## Records shown
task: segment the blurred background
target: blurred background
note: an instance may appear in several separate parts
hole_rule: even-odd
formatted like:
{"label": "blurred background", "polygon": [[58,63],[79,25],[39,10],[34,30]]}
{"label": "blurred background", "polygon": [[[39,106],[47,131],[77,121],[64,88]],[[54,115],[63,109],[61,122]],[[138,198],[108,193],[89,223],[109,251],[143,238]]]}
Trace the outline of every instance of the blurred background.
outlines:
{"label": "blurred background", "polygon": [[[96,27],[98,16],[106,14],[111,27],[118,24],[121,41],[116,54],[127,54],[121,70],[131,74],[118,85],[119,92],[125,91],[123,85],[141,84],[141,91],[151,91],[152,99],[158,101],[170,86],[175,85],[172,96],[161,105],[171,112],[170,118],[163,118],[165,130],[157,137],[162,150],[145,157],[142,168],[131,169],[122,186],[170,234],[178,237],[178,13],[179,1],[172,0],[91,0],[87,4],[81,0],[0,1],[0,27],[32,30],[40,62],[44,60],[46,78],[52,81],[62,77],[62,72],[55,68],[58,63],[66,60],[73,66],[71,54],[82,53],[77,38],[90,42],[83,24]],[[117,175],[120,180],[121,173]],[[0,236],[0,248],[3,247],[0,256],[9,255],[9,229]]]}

## What the exercise asks
Render every row above as a numbered list, leaving out any blank lines.

## Answer to the problem
1. task: segment the blurred background
2. target: blurred background
3. note: an instance may appear in several separate parts
4. hole_rule: even-odd
5. formatted like:
6. {"label": "blurred background", "polygon": [[58,63],[79,25],[39,10],[34,30]]}
7. {"label": "blurred background", "polygon": [[[39,106],[47,131],[77,121],[64,88]],[[54,115],[63,109],[61,122]],[[138,198],[108,193],[89,223],[109,251],[143,238]]]}
8. Trace the outline of every instance of the blurred background.
9. outlines:
10. {"label": "blurred background", "polygon": [[[96,27],[98,16],[106,14],[111,27],[118,24],[121,41],[116,54],[127,54],[121,70],[131,74],[118,85],[119,92],[125,91],[123,85],[141,84],[141,91],[151,91],[152,99],[158,101],[170,86],[175,85],[172,96],[161,105],[171,112],[170,118],[163,118],[165,130],[157,137],[162,150],[145,157],[142,168],[131,169],[122,186],[170,234],[178,237],[178,13],[179,1],[172,0],[91,0],[87,4],[81,0],[0,1],[0,27],[32,30],[40,62],[44,60],[46,78],[52,81],[62,77],[62,72],[55,68],[58,63],[66,60],[73,66],[71,54],[82,53],[77,38],[90,42],[83,24]],[[117,175],[120,180],[121,173]],[[0,236],[0,248],[3,247],[0,256],[9,255],[9,229]]]}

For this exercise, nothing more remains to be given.